## The problem
Copy the listing from its start through the line with "POLYGON ((4 218, 0", including the labeling instructions, and add -29 to every coordinate value in the polygon outlines. Leave out the pictures.

## Available data
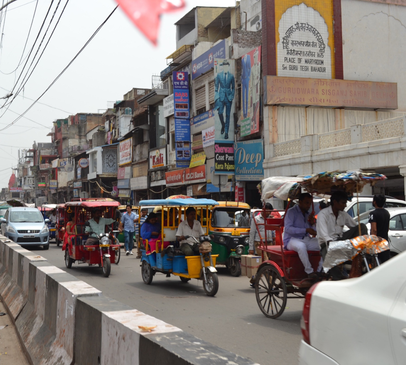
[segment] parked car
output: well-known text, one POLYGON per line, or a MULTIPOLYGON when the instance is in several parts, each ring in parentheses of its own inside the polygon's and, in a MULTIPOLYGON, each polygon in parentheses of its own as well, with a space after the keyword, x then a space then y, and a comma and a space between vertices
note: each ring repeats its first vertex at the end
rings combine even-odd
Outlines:
POLYGON ((4 218, 0 219, 2 234, 22 245, 42 245, 49 248, 49 230, 36 208, 9 208, 4 218))
POLYGON ((307 292, 300 365, 397 365, 406 359, 406 252, 307 292))
MULTIPOLYGON (((375 209, 372 205, 373 199, 373 195, 360 195, 358 197, 360 214, 362 214, 363 213, 368 212, 370 210, 373 210, 375 209)), ((322 199, 320 198, 315 198, 313 199, 313 201, 315 215, 317 215, 320 211, 318 205, 320 202, 323 200, 324 200, 326 203, 330 202, 330 199, 322 199)), ((297 203, 297 199, 293 201, 296 204, 297 203)), ((401 207, 406 208, 406 202, 403 200, 395 199, 394 198, 392 198, 391 196, 386 197, 386 203, 384 206, 384 208, 398 208, 401 207)), ((348 201, 347 203, 347 206, 345 207, 344 211, 347 212, 347 213, 353 217, 357 217, 358 215, 358 209, 357 205, 356 196, 354 196, 350 201, 348 201)))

## Exercise answer
[segment] parked car
output: well-known text, one POLYGON per line, or a MULTIPOLYGON when the instance is in several parts, each ring in parentheses of its own inside the polygon's and, in a MULTIPOLYGON, each polygon in parentheses of its own as well, with a space after the keyword, x then a space then y, and a comma and a space between vertices
note: each ring repeats its first vertex at the end
rings combine even-odd
Outlines:
POLYGON ((-25 189, -29 190, -27 205, -7 216, 13 216, 20 219, 20 201, 7 179, -20 179, -25 189))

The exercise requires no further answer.